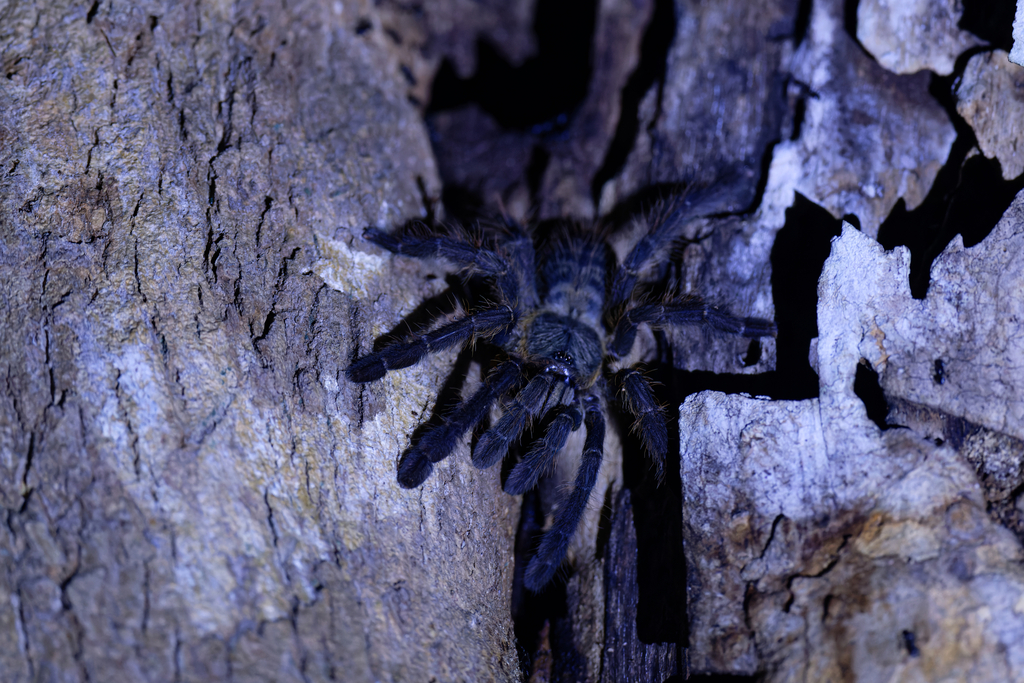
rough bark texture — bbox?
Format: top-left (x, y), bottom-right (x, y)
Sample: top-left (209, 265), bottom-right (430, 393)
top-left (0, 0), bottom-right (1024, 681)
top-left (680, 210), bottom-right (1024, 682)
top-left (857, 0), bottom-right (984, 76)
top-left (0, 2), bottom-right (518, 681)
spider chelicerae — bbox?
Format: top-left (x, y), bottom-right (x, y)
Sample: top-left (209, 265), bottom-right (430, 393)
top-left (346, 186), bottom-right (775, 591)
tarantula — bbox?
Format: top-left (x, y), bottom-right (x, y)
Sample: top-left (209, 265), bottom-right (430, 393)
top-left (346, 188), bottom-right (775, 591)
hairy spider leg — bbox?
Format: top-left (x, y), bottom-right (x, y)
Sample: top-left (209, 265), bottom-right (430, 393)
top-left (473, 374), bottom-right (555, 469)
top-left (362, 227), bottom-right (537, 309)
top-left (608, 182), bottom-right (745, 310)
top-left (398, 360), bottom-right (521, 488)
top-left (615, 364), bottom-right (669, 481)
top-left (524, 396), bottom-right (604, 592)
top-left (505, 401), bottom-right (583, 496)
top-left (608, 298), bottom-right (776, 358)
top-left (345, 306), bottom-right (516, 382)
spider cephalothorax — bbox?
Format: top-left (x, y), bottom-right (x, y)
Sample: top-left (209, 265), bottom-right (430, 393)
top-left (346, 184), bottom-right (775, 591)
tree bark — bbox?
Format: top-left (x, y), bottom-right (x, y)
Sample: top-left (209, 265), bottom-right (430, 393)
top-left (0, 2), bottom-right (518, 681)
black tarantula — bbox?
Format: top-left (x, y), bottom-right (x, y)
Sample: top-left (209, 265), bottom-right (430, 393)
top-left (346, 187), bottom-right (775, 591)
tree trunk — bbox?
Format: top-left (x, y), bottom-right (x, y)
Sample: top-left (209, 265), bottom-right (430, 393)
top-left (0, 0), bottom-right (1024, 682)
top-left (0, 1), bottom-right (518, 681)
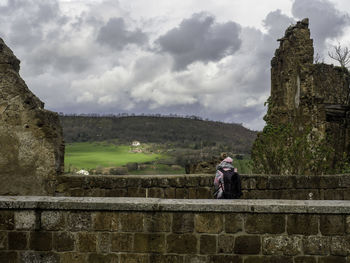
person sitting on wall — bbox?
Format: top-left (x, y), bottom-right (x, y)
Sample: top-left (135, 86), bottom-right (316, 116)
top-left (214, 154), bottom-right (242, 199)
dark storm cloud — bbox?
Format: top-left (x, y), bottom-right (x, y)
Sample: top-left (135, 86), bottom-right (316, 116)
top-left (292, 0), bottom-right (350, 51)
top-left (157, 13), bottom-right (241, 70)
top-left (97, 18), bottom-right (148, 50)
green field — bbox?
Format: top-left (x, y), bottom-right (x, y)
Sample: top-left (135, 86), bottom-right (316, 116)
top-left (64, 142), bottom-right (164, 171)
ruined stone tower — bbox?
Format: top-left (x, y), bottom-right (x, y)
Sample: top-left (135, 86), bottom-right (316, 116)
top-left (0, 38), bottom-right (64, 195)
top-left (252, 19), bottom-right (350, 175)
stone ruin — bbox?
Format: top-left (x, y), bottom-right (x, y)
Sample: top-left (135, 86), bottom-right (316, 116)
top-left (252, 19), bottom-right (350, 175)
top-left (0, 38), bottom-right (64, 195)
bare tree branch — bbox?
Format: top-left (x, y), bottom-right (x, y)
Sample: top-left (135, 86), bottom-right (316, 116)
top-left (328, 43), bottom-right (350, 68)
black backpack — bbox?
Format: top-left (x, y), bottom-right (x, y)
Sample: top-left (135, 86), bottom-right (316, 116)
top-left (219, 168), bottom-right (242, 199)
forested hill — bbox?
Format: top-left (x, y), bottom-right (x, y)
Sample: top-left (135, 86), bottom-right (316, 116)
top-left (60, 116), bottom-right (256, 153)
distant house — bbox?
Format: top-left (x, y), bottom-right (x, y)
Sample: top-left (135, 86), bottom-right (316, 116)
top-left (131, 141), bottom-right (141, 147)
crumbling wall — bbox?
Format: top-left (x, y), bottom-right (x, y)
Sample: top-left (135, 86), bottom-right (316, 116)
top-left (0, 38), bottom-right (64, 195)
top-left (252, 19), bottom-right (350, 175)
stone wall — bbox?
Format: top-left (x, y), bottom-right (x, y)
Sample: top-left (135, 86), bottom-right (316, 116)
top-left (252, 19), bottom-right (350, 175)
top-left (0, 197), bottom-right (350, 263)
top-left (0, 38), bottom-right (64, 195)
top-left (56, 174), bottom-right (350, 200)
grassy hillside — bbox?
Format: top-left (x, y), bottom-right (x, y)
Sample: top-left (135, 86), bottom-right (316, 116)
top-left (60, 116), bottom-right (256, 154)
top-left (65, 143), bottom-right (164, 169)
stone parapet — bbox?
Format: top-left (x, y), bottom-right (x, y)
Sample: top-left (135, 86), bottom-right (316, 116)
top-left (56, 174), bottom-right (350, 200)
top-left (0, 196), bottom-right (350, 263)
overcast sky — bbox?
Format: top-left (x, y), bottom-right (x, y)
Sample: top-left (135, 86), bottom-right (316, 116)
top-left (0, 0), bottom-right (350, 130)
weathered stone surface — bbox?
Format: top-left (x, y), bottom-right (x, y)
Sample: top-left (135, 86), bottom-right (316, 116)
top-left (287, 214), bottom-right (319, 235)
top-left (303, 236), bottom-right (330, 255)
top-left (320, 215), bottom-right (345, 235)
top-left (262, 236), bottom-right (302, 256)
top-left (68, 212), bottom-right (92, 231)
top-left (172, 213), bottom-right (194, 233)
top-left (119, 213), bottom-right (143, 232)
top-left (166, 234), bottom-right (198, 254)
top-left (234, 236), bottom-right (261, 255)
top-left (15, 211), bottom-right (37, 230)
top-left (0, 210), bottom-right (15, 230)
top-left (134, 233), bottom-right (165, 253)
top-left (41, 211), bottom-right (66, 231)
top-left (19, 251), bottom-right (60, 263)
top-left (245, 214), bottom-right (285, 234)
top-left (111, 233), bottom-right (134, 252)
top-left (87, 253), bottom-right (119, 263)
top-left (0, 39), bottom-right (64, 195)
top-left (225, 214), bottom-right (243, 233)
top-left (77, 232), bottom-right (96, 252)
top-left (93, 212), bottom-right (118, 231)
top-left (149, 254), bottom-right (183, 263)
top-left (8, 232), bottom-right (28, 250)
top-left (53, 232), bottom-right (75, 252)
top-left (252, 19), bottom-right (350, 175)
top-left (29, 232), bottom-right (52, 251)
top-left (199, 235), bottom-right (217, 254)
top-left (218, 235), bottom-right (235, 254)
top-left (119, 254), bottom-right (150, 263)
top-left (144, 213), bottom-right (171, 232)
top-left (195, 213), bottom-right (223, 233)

DIRECTIVE: Please extract every line of text from all the rows above without changing a character, and leave the pictures out of your answer.

TASK OUTPUT:
rough bark texture — bbox?
Format: top-left (x, y), bottom-right (x, y)
Sample: top-left (209, 265), bottom-right (430, 393)
top-left (0, 0), bottom-right (1024, 681)
top-left (680, 210), bottom-right (1024, 682)
top-left (857, 0), bottom-right (984, 76)
top-left (0, 2), bottom-right (518, 681)
spider chelicerae — bbox?
Format: top-left (x, y), bottom-right (x, y)
Sample: top-left (209, 265), bottom-right (430, 393)
top-left (346, 186), bottom-right (775, 591)
tarantula — bbox?
Format: top-left (x, y), bottom-right (x, y)
Sample: top-left (209, 265), bottom-right (430, 393)
top-left (346, 188), bottom-right (775, 591)
hairy spider leg — bbox?
Format: top-left (x, y), bottom-right (x, y)
Sample: top-left (209, 265), bottom-right (430, 393)
top-left (473, 374), bottom-right (555, 469)
top-left (362, 227), bottom-right (537, 309)
top-left (608, 182), bottom-right (745, 310)
top-left (398, 360), bottom-right (521, 488)
top-left (615, 364), bottom-right (669, 481)
top-left (524, 396), bottom-right (604, 592)
top-left (505, 401), bottom-right (583, 496)
top-left (608, 298), bottom-right (776, 358)
top-left (345, 306), bottom-right (516, 382)
spider cephalothorax — bbox?
Format: top-left (x, y), bottom-right (x, y)
Sample: top-left (209, 265), bottom-right (430, 393)
top-left (346, 184), bottom-right (775, 591)
tree bark — bbox?
Format: top-left (x, y), bottom-right (x, y)
Sample: top-left (209, 265), bottom-right (430, 393)
top-left (0, 2), bottom-right (518, 681)
black tarantula — bbox?
Format: top-left (x, y), bottom-right (x, y)
Sample: top-left (209, 265), bottom-right (430, 393)
top-left (346, 187), bottom-right (775, 591)
tree trunk — bbox?
Format: top-left (x, y), bottom-right (x, y)
Sample: top-left (209, 265), bottom-right (430, 393)
top-left (0, 0), bottom-right (1024, 682)
top-left (0, 1), bottom-right (518, 681)
person sitting on wall — bbox?
Format: top-left (x, y), bottom-right (x, y)
Sample: top-left (135, 86), bottom-right (316, 116)
top-left (214, 154), bottom-right (242, 199)
dark storm cloud — bbox?
Format: top-left (x, y), bottom-right (x, y)
Sample: top-left (135, 86), bottom-right (316, 116)
top-left (292, 0), bottom-right (350, 51)
top-left (157, 13), bottom-right (241, 70)
top-left (97, 18), bottom-right (148, 50)
green field — bbox?
Format: top-left (x, y), bottom-right (x, y)
Sample: top-left (135, 86), bottom-right (316, 116)
top-left (64, 142), bottom-right (164, 171)
ruined stone tower — bbox?
Format: top-left (x, y), bottom-right (x, y)
Sample: top-left (135, 86), bottom-right (316, 116)
top-left (0, 38), bottom-right (64, 195)
top-left (252, 19), bottom-right (350, 175)
stone ruin — bbox?
Format: top-left (x, y), bottom-right (x, y)
Sample: top-left (135, 86), bottom-right (316, 116)
top-left (252, 19), bottom-right (350, 175)
top-left (0, 38), bottom-right (64, 195)
bare tree branch — bbox?
Format: top-left (x, y), bottom-right (x, y)
Sample: top-left (135, 86), bottom-right (316, 116)
top-left (328, 43), bottom-right (350, 68)
black backpack — bbox?
Format: top-left (x, y), bottom-right (x, y)
Sample: top-left (135, 86), bottom-right (316, 116)
top-left (219, 168), bottom-right (242, 199)
forested hill — bbox?
Format: top-left (x, y), bottom-right (x, y)
Sample: top-left (135, 86), bottom-right (316, 116)
top-left (60, 116), bottom-right (256, 153)
distant house — bbox?
Format: top-left (x, y), bottom-right (x, y)
Sample: top-left (135, 86), bottom-right (316, 116)
top-left (131, 141), bottom-right (141, 147)
crumbling wall — bbox?
Format: top-left (x, y), bottom-right (x, y)
Sample: top-left (135, 86), bottom-right (316, 116)
top-left (0, 38), bottom-right (64, 195)
top-left (252, 19), bottom-right (350, 175)
stone wall — bbox?
Format: top-left (x, y), bottom-right (x, y)
Sample: top-left (135, 86), bottom-right (316, 116)
top-left (252, 19), bottom-right (350, 175)
top-left (0, 197), bottom-right (350, 263)
top-left (0, 38), bottom-right (64, 195)
top-left (56, 174), bottom-right (350, 200)
grassy hillside — bbox?
Format: top-left (x, y), bottom-right (x, y)
Sample: top-left (135, 86), bottom-right (316, 116)
top-left (60, 116), bottom-right (256, 154)
top-left (65, 143), bottom-right (164, 169)
stone parapet — bbox?
Format: top-left (x, y), bottom-right (x, y)
Sample: top-left (135, 86), bottom-right (316, 116)
top-left (56, 174), bottom-right (350, 200)
top-left (0, 196), bottom-right (350, 263)
overcast sky — bbox?
Format: top-left (x, y), bottom-right (x, y)
Sample: top-left (135, 86), bottom-right (316, 116)
top-left (0, 0), bottom-right (350, 130)
weathered stone surface — bbox?
Format: top-left (x, y), bottom-right (x, y)
Sample: top-left (135, 86), bottom-right (316, 116)
top-left (287, 214), bottom-right (319, 235)
top-left (303, 236), bottom-right (330, 255)
top-left (320, 215), bottom-right (345, 235)
top-left (262, 236), bottom-right (302, 256)
top-left (68, 212), bottom-right (92, 231)
top-left (172, 213), bottom-right (194, 233)
top-left (119, 213), bottom-right (143, 232)
top-left (166, 234), bottom-right (198, 254)
top-left (234, 236), bottom-right (261, 255)
top-left (15, 211), bottom-right (37, 230)
top-left (0, 210), bottom-right (15, 230)
top-left (134, 233), bottom-right (165, 253)
top-left (41, 211), bottom-right (66, 231)
top-left (19, 251), bottom-right (60, 263)
top-left (245, 214), bottom-right (285, 234)
top-left (111, 233), bottom-right (134, 252)
top-left (87, 253), bottom-right (119, 263)
top-left (0, 39), bottom-right (64, 195)
top-left (225, 214), bottom-right (243, 233)
top-left (77, 232), bottom-right (96, 252)
top-left (93, 212), bottom-right (118, 231)
top-left (149, 254), bottom-right (183, 263)
top-left (8, 232), bottom-right (28, 250)
top-left (53, 232), bottom-right (75, 252)
top-left (252, 19), bottom-right (350, 175)
top-left (29, 232), bottom-right (52, 251)
top-left (199, 235), bottom-right (217, 254)
top-left (218, 235), bottom-right (235, 254)
top-left (119, 254), bottom-right (150, 263)
top-left (144, 213), bottom-right (171, 232)
top-left (195, 213), bottom-right (223, 233)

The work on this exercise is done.